**WORK REQUIRED:** Repeat every record below with "Trace the outline" swapped for "Mark the boundary" wherever it occurs. Leave everything else as it stands.
BEGIN GIVEN DATA
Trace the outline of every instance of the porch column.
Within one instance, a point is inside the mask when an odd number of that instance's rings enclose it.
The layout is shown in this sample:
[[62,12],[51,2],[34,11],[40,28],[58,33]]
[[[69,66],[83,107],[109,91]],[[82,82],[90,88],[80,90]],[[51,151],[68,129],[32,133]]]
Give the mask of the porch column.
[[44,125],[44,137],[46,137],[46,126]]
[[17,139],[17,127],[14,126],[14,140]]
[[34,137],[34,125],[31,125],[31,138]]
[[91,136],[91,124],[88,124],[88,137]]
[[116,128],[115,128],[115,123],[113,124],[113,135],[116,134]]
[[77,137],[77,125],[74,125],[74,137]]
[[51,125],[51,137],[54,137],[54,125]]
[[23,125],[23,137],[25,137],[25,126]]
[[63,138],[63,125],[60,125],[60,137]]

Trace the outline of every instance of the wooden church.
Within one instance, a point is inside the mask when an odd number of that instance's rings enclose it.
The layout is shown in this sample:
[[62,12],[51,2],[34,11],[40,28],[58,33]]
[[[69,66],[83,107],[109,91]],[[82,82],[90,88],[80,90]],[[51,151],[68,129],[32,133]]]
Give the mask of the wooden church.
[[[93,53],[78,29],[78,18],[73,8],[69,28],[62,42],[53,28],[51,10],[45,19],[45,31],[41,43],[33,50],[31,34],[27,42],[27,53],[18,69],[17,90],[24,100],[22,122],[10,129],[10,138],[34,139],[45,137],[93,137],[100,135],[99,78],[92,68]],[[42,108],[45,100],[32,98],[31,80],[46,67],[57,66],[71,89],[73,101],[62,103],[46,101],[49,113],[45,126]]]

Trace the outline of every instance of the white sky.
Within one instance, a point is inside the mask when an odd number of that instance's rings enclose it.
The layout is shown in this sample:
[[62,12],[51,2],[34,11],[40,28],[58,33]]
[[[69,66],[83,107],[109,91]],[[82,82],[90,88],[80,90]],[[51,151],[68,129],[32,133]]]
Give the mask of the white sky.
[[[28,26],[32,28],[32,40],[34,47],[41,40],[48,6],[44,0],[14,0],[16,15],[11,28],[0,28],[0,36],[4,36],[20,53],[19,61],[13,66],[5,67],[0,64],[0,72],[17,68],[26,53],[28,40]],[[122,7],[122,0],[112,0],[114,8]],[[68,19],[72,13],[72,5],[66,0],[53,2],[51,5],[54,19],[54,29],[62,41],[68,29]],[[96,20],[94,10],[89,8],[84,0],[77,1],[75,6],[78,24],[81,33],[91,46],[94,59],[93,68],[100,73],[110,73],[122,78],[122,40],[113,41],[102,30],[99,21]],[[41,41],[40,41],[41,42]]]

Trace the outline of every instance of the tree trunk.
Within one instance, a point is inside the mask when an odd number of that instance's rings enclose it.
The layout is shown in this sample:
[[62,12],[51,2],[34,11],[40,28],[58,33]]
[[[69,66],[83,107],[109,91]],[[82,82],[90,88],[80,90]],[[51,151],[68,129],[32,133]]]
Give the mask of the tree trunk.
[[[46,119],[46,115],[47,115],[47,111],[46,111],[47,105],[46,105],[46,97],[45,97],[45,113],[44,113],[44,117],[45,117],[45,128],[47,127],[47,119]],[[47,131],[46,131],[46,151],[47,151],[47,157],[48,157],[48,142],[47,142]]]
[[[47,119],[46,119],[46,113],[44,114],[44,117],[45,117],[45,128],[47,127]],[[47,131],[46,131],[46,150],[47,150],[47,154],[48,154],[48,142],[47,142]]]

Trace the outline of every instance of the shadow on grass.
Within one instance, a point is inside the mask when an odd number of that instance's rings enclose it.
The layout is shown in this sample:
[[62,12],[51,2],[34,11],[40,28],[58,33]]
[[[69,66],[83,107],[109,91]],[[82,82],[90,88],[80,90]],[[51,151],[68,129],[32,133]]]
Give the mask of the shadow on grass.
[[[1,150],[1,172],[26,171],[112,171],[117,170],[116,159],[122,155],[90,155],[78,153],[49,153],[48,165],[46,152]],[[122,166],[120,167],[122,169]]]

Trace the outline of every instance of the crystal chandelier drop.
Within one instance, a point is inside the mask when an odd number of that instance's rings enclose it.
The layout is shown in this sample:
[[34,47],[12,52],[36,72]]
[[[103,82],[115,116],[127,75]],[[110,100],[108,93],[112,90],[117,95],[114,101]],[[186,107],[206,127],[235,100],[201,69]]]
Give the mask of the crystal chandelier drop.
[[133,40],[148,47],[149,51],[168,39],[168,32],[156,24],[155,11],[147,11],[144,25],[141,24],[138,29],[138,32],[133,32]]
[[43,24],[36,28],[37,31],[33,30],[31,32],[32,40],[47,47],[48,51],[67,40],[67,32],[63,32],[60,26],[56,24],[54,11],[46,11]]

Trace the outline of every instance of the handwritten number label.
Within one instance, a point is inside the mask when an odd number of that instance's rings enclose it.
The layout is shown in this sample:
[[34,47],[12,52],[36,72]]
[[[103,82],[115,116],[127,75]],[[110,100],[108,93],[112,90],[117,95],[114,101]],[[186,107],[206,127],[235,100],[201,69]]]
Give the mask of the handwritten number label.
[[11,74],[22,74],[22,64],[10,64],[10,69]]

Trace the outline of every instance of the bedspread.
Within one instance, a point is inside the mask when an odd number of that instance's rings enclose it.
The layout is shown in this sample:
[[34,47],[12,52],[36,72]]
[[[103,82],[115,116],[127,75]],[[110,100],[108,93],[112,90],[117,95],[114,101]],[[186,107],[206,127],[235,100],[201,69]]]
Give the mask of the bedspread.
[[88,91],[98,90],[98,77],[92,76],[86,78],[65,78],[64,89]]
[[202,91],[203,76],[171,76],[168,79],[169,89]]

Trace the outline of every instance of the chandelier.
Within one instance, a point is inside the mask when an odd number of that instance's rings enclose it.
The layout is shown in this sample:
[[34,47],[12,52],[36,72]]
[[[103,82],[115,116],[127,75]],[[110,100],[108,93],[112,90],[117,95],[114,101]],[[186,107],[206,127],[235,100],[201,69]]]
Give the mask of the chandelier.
END GIVEN DATA
**REPLY:**
Mark the boundary of every instance of the porch column.
Within one instance, a point is inside the mask when an odd number of that instance's rings enclose it.
The layout is shown in this sample:
[[62,12],[51,2],[34,11],[40,28],[58,33]]
[[[69,66],[83,107],[109,91]],[[82,82],[90,88],[80,90]],[[51,151],[68,129],[32,133]]]
Give the mask of the porch column.
[[44,125],[44,137],[46,137],[46,126]]
[[17,139],[17,127],[14,126],[14,140]]
[[34,137],[34,125],[31,125],[31,138]]
[[91,136],[91,124],[88,124],[88,137]]
[[116,128],[115,128],[115,123],[113,124],[113,135],[116,134]]
[[77,137],[77,125],[74,125],[74,137]]
[[51,125],[51,137],[54,137],[54,125]]
[[23,125],[23,137],[25,137],[25,126]]
[[63,138],[63,125],[60,125],[60,137]]

Mark the boundary of every instance of the wooden church.
Within one instance, a point is inside the mask when an odd number of that instance's rings enclose it.
The layout is shown in this sample:
[[62,12],[51,2],[34,11],[40,28],[58,33]]
[[[69,66],[83,107],[109,91]],[[82,82],[90,88],[80,90]],[[51,151],[68,129],[32,133]]]
Give the mask of the wooden church.
[[[93,53],[78,29],[78,18],[73,8],[69,28],[62,42],[53,28],[51,10],[45,19],[45,31],[41,43],[33,50],[31,34],[27,42],[27,53],[18,69],[17,90],[24,100],[22,122],[10,129],[10,138],[34,139],[45,137],[93,137],[100,135],[99,78],[92,68]],[[42,108],[45,100],[32,98],[31,80],[46,67],[57,66],[71,89],[73,101],[62,103],[46,101],[49,113],[45,126]]]

Mark the boundary of every instance of the white sky.
Within one instance, a point is inside the mask when an odd number of that instance's rings enclose it.
The layout is shown in this sample:
[[62,12],[51,2],[34,11],[40,28],[58,33]]
[[[69,66],[83,107],[109,91]],[[82,82],[90,88],[80,90]],[[51,151],[68,129],[32,133]]]
Give the mask of the white sky.
[[[28,26],[32,28],[32,40],[34,47],[41,40],[48,6],[44,0],[14,0],[16,15],[11,28],[0,28],[0,36],[4,36],[20,53],[19,61],[13,66],[5,67],[0,64],[0,72],[17,68],[26,53],[28,40]],[[122,7],[122,0],[112,0],[114,8]],[[68,19],[72,13],[72,5],[66,0],[53,2],[51,5],[54,19],[54,29],[62,41],[68,29]],[[96,20],[94,10],[89,8],[84,0],[77,1],[75,6],[78,24],[81,33],[91,46],[94,59],[93,68],[100,73],[110,73],[122,78],[122,40],[113,41],[102,30],[99,21]],[[41,41],[40,41],[41,42]]]

Mark the boundary of every instance of the tree trunk.
Within one instance, a point is inside the mask when an odd number of that instance's rings enclose it.
The layout is shown in this sample:
[[62,12],[51,2],[34,11],[40,28],[58,33]]
[[[69,66],[83,107],[109,91]],[[82,82],[90,88],[80,90]],[[51,151],[68,129],[32,133]]]
Give the mask of the tree trunk.
[[[46,119],[46,115],[47,115],[47,111],[46,111],[47,105],[46,105],[46,97],[45,97],[45,113],[44,113],[44,117],[45,117],[45,128],[47,127],[47,119]],[[47,131],[46,131],[46,151],[47,151],[47,157],[48,157],[48,142],[47,142]]]
[[[47,119],[46,119],[46,113],[44,114],[44,117],[45,117],[45,128],[47,127]],[[47,131],[46,131],[46,150],[47,150],[47,154],[48,154],[48,142],[47,142]]]

Mark the boundary of every instance of the shadow on grass.
Within one instance, a point is inside the mask when an odd number of that instance's rings enclose it.
The layout is shown in this sample:
[[62,12],[51,2],[34,11],[40,28],[58,33]]
[[[69,66],[83,107],[109,91]],[[82,82],[90,88],[80,90]],[[51,151],[68,129],[32,133]]]
Give the mask of the shadow on grass.
[[[1,150],[1,172],[26,171],[112,171],[117,170],[116,159],[122,155],[90,155],[78,153],[49,153],[48,165],[46,152]],[[122,166],[120,167],[122,169]]]

Mark the boundary of every instance of the crystal chandelier drop.
Within one instance, a point is inside the mask when an odd number of that instance's rings enclose it.
The layout is shown in this sample:
[[34,47],[12,52],[36,72]]
[[[103,82],[115,116],[127,75]],[[110,100],[108,93],[112,90],[117,95],[114,101]],[[186,107],[206,127],[235,100],[201,69]]]
Give the mask of the crystal chandelier drop.
[[133,40],[148,47],[149,51],[168,39],[168,32],[156,24],[155,11],[147,11],[144,25],[141,24],[138,29],[138,32],[133,32]]
[[43,24],[36,28],[37,31],[33,30],[31,32],[32,40],[47,47],[48,51],[67,40],[67,32],[63,32],[60,26],[56,24],[54,11],[46,11]]

Mark the boundary of every instance of the handwritten number label.
Within one instance, a point is inside the mask when an odd number of that instance's rings enclose it.
The layout is shown in this sample:
[[34,47],[12,52],[36,72]]
[[[103,82],[115,116],[127,75]],[[110,100],[108,93],[112,90],[117,95],[114,101]],[[186,107],[206,127],[235,100],[201,69]]]
Give the mask of the handwritten number label.
[[11,74],[22,74],[22,64],[10,64],[10,69]]

Mark the boundary of every instance of the bedspread.
Within one instance, a point is inside the mask when an odd number of that instance's rings enclose it.
The layout is shown in this sample:
[[34,47],[12,52],[36,72]]
[[[103,82],[115,116],[127,75]],[[110,100],[108,93],[112,90],[117,95],[114,101]],[[186,107],[206,127],[235,100],[201,69]]]
Give the mask of the bedspread.
[[88,91],[98,90],[98,77],[92,76],[86,78],[65,78],[64,89]]
[[202,91],[203,76],[171,76],[168,79],[169,89]]

Mark the boundary of every instance of the chandelier.
Within one instance, a point is inside the mask when an odd number of that instance's rings enclose it.
The layout is shown in this sample:
[[34,47],[12,52],[36,72]]
[[[103,82],[115,116],[127,75]],[[110,100],[108,93],[112,90],[117,95],[114,101]],[[186,107],[206,127],[235,100],[201,69]]]
Give the mask of the chandelier.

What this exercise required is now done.